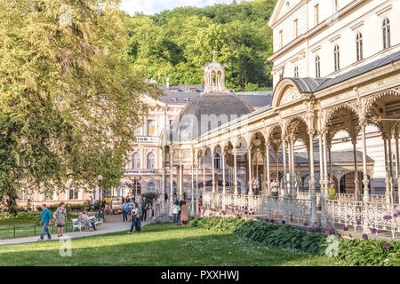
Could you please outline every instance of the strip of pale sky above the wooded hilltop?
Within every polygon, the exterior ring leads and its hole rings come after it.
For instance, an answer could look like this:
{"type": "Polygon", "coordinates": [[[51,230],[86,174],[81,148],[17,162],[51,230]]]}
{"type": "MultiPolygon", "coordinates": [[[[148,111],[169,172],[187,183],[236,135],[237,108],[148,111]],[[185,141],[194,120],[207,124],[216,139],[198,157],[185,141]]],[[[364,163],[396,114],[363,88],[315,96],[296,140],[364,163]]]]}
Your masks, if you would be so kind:
{"type": "MultiPolygon", "coordinates": [[[[231,4],[232,0],[122,0],[121,8],[133,15],[135,12],[143,12],[152,15],[163,10],[172,10],[181,6],[204,7],[213,4],[231,4]]],[[[240,3],[240,1],[236,1],[240,3]]]]}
▬▬▬▬▬▬▬▬▬▬
> **EXERCISE REQUIREMENTS**:
Return the full listing above verbatim, please, but without its images.

> **RESPONSE TO THE TASK**:
Could you please outline every instance of the strip of pale sky above the wooded hilltop?
Within every polygon, the exterior ring leads and its hole rings come after it.
For instance, an answer could look like this:
{"type": "Polygon", "coordinates": [[[51,230],[86,174],[81,148],[17,162],[51,230]]]}
{"type": "MultiPolygon", "coordinates": [[[[148,111],[169,172],[187,183],[236,135],[237,108],[148,111]],[[185,141],[194,120],[207,124],[216,139],[198,157],[185,141]]],[[[364,163],[396,114],[363,88],[315,96],[296,140],[364,163]]]]}
Your masks, if you would be so kind:
{"type": "MultiPolygon", "coordinates": [[[[231,4],[232,0],[122,0],[121,8],[133,15],[135,12],[143,12],[152,15],[163,10],[172,10],[181,6],[204,7],[213,4],[231,4]]],[[[240,3],[240,1],[236,1],[240,3]]]]}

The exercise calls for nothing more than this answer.